_Texto da página_
Muito além do desabafo: O que você precisa saber sobre as sessões de psicologia
1. O Início: O "Santo Batendo"
Após combinar valores e horários, começam as sessões. O ponto mais importante aqui é a afinidade.
O cliente também avalia: Nas primeiras sessões, é normal você observar se sente confiança no profissional. Essa conexão (chamada de vínculo) precisa fluir.
Liberdade de escolha: Se você não sentir empatia ou "clima", você tem todo o direito de falar e buscar outro profissional. O psicólogo ético entenderá que isso é normal e não tentará te "prender" ao serviço.
2. Desabafar vs. Fazer Terapia
Muitas vezes, "esvaziamos o copo" conversando com amigos, cabeleireiros ou vizinhos. Isso traz um alívio imediato, mas tem limitações:
O risco do conselho: Amigos usam o "bom senso" ou frases prontas (estilo mensagens de WhatsApp). O problema é que o que serviu para eles pode não servir para você.
O julgamento: Pessoas conhecidas podem julgar suas atitudes ou dar opiniões baseadas nos valores delas, e não nos seus.
3. A Ferramenta do Psicólogo: A Escuta Clínica
Diferente de uma conversa comum, o psicólogo usa a escuta clínica:
Sem julgamento: Ele não está ali para dizer se você é "bom" ou "mau", mas para te ajudar a entender seus próprios significados.
Neutralidade: O objetivo é que você desenvolva autonomia para tomar suas próprias decisões, e não que siga as ideias do terapeuta.
4. O Que Você Diz e o Que Você Sente (Manifesto vs. Latente)
Na terapia, a conversa costuma ter duas camadas:
Conteúdo Manifesto: É o que você conta de forma superficial, como se estivesse conversando com um amigo.
Conteúdo Latente: Com o tempo e a confiança, você começa a revelar o que está "escondido": as angústias reais, os segredos e as feridas profundas que você não mostra para ninguém. É aqui que a verdadeira mudança acontece.
5. O Uso de Testes (Como o Rorschach ou Pfister)

_Descrição da tarefa_
Reproduza sem nenhuma alteração o trecho do texto sobre sessões de psicologia, começando em "2. Desabafar vs." e terminando em "ideias do terapeuta.".

_Registros fornecidos_
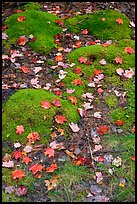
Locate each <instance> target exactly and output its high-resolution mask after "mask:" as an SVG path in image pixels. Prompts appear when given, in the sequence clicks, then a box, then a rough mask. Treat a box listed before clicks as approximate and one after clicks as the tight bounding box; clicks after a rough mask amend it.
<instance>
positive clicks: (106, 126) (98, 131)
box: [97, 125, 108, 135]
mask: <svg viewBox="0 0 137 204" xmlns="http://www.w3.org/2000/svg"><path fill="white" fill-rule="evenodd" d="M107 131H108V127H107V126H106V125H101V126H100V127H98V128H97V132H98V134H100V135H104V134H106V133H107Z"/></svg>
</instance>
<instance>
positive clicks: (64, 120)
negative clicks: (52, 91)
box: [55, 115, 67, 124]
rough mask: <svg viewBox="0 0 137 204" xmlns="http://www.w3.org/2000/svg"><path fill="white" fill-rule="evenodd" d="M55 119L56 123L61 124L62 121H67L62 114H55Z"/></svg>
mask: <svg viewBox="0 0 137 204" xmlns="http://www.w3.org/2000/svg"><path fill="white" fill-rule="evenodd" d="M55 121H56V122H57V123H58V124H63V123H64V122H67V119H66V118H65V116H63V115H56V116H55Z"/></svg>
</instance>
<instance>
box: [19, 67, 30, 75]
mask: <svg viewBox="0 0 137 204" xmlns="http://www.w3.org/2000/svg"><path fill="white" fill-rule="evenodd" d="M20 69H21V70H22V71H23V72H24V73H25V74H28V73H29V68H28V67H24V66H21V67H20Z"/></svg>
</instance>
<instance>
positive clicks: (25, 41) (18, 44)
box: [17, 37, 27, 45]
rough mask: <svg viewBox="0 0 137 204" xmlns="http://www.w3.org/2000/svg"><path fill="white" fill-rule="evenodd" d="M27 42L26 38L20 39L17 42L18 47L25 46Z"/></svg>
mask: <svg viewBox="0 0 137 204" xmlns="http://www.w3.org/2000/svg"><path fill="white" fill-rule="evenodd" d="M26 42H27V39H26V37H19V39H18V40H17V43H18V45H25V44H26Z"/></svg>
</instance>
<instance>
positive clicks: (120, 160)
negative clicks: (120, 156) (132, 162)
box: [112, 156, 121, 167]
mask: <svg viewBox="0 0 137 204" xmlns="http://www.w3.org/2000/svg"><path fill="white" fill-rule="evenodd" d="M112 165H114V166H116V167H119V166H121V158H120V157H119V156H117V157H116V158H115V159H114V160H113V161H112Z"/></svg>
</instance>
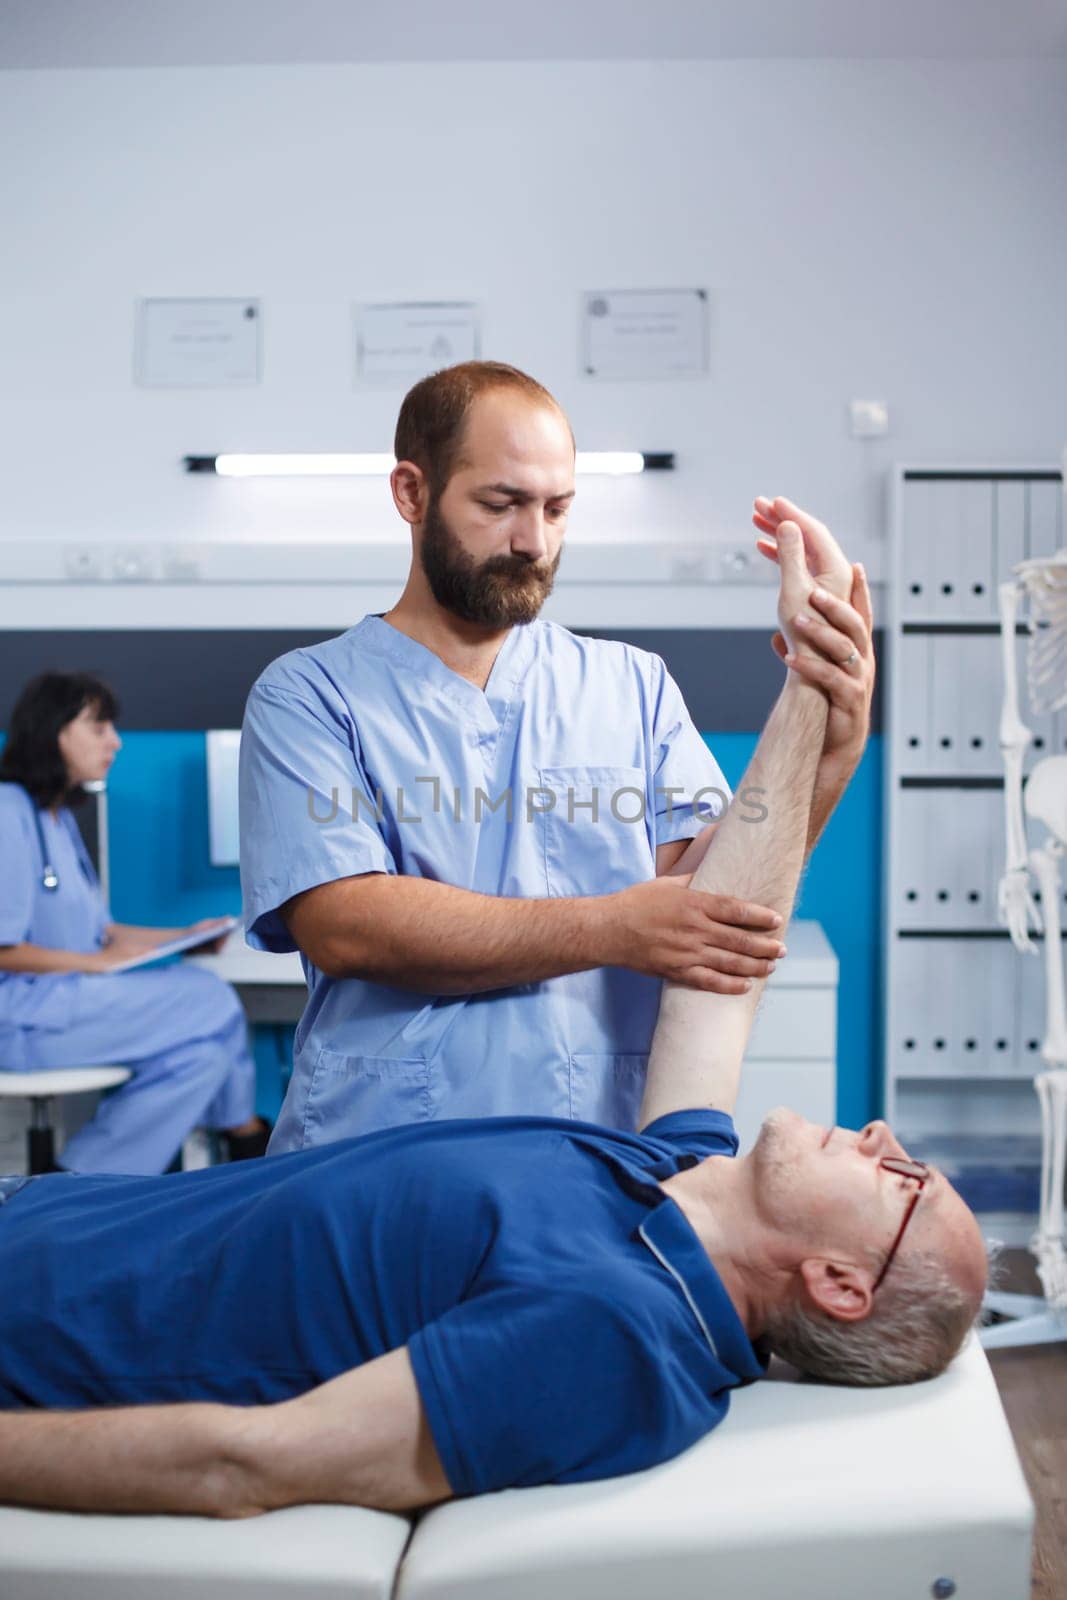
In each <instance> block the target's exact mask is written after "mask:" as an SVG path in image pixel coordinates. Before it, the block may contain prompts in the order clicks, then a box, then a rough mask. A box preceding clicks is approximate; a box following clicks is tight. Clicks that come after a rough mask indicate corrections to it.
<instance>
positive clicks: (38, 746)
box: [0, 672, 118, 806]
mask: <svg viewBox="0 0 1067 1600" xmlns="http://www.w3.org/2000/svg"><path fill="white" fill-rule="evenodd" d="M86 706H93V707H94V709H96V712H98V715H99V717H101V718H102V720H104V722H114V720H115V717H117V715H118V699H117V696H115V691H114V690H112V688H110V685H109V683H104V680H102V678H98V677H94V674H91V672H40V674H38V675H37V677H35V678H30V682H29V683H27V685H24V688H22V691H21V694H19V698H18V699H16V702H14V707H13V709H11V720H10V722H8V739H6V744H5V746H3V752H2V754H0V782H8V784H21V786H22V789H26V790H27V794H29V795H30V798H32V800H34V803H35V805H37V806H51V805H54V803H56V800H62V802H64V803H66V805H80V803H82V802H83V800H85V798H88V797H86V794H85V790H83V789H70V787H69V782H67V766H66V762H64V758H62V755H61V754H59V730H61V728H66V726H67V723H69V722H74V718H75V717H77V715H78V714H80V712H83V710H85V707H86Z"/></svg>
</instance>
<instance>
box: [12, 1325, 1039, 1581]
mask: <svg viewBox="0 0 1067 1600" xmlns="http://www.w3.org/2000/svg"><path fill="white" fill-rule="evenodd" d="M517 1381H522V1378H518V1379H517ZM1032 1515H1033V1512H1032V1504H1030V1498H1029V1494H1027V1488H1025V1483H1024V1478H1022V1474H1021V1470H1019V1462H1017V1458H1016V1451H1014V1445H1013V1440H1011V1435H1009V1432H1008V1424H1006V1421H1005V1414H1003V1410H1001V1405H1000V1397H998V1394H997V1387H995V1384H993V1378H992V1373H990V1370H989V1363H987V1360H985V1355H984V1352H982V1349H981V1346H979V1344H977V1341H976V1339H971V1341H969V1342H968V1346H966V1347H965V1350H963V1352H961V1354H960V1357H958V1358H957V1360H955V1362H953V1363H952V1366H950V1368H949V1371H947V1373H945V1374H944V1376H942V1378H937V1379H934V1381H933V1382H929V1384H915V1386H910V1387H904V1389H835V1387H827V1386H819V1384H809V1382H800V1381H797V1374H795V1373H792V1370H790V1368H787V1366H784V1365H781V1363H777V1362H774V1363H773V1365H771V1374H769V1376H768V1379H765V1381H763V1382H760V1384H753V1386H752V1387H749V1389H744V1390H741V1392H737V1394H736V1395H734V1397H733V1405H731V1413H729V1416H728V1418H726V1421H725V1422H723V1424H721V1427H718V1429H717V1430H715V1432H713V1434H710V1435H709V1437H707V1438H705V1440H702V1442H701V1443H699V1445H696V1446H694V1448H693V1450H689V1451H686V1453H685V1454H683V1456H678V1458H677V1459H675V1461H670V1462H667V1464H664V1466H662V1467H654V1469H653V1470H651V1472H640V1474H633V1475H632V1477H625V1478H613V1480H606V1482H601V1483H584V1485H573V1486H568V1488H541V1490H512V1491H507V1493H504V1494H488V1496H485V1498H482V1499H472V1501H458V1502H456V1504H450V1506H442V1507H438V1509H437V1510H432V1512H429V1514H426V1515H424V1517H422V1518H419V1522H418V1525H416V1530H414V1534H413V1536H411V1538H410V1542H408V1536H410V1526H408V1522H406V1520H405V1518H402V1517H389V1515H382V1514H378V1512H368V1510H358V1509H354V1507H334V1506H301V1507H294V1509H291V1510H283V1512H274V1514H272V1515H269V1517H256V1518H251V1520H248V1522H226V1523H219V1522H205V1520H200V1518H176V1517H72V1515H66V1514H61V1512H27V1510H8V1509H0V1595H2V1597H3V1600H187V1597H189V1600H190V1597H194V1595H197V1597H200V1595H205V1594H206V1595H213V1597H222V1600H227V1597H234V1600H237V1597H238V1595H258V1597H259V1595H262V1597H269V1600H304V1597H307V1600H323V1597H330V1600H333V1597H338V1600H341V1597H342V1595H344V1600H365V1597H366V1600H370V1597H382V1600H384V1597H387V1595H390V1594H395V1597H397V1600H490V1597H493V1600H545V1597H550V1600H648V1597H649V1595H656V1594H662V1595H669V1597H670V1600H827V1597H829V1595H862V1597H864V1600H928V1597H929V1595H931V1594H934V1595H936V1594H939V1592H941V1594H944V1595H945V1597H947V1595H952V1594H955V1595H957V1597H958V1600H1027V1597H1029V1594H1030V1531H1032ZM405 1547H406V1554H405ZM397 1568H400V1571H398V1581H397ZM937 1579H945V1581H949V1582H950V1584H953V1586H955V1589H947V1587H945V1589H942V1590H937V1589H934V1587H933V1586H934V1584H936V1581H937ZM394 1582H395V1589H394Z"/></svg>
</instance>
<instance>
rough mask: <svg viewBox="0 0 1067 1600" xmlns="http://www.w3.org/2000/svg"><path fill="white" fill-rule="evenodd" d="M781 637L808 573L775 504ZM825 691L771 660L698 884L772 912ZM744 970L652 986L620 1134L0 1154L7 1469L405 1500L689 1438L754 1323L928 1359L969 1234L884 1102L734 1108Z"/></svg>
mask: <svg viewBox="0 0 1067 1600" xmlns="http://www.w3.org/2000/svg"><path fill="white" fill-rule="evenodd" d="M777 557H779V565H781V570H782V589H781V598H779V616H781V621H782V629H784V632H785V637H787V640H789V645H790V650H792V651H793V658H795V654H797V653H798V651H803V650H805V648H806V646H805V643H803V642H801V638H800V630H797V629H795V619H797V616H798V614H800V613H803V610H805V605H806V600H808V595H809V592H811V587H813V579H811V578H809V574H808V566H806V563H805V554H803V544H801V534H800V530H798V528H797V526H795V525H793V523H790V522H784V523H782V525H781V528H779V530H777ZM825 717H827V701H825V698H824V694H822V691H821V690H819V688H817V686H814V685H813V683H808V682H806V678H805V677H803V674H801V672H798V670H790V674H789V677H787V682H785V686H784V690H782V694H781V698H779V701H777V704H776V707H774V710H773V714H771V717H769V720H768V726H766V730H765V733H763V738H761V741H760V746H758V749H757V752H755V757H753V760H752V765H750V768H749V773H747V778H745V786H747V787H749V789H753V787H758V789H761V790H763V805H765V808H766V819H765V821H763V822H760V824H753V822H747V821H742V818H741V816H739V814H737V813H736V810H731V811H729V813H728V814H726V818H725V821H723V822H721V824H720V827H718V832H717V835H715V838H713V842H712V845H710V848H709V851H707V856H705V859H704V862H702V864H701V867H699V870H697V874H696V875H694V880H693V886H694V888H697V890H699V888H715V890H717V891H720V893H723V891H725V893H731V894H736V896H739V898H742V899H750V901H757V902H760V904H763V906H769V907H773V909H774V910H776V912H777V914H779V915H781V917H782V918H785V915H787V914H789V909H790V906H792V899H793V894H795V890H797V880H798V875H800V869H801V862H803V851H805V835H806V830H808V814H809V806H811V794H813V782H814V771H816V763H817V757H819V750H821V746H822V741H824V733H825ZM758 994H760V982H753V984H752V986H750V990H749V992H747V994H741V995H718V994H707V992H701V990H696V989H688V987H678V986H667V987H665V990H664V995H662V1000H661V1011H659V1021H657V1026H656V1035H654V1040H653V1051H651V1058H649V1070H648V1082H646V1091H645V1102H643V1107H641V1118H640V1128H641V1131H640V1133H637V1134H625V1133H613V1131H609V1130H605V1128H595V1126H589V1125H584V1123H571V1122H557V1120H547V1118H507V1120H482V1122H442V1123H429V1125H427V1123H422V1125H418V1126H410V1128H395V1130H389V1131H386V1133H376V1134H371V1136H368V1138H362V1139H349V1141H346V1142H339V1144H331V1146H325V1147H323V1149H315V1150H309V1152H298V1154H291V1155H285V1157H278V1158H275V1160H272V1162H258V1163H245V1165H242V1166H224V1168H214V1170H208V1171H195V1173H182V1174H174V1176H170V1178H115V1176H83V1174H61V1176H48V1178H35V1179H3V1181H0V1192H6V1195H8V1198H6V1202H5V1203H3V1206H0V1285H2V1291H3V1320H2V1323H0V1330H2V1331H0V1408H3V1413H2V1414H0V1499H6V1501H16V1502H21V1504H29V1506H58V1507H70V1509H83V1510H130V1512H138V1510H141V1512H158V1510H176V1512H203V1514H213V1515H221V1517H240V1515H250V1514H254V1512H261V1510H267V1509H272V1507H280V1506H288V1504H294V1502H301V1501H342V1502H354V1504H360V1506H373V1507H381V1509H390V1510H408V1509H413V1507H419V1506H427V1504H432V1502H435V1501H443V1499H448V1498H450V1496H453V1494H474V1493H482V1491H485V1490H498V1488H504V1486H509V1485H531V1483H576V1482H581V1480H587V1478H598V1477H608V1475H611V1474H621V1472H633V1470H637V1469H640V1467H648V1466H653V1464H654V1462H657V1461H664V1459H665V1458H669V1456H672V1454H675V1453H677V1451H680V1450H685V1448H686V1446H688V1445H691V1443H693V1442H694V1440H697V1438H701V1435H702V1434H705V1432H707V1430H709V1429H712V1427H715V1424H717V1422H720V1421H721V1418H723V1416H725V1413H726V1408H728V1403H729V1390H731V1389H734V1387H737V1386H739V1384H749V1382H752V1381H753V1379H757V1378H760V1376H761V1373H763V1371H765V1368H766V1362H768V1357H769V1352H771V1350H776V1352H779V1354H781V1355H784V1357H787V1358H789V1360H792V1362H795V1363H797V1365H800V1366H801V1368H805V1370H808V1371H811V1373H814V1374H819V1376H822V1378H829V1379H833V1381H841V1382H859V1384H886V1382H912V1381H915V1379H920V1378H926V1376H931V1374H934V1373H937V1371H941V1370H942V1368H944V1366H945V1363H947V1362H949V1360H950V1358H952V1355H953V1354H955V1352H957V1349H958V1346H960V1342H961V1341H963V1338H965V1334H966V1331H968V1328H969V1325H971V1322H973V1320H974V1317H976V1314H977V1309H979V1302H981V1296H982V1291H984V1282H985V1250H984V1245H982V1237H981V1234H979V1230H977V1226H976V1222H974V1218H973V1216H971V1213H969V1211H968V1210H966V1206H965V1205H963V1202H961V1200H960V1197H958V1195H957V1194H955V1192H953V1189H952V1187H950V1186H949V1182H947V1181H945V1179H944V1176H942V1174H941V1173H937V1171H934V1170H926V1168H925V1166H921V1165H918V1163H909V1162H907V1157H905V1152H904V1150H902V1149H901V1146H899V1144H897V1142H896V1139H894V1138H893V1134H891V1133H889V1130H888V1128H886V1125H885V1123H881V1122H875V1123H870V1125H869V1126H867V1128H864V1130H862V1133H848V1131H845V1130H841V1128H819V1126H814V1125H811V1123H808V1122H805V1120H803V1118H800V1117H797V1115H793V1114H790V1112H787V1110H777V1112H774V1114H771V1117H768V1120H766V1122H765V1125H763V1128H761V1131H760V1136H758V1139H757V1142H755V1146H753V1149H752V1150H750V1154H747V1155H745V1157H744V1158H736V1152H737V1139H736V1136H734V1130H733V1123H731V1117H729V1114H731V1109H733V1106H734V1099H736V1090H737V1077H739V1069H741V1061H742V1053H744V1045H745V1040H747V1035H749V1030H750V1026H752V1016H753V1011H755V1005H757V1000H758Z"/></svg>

_Resultado da tarefa_
2. Desabafar vs. Fazer Terapia
Muitas vezes, "esvaziamos o copo" conversando com amigos, cabeleireiros ou vizinhos. Isso traz um alívio imediato, mas tem limitações:
O risco do conselho: Amigos usam o "bom senso" ou frases prontas (estilo mensagens de WhatsApp). O problema é que o que serviu para eles pode não servir para você.
O julgamento: Pessoas conhecidas podem julgar suas atitudes ou dar opiniões baseadas nos valores delas, e não nos seus.
3. A Ferramenta do Psicólogo: A Escuta Clínica
Diferente de uma conversa comum, o psicólogo usa a escuta clínica:
Sem julgamento: Ele não está ali para dizer se você é "bom" ou "mau", mas para te ajudar a entender seus próprios significados.
Neutralidade: O objetivo é que você desenvolva autonomia para tomar suas próprias decisões, e não que siga as ideias do terapeuta.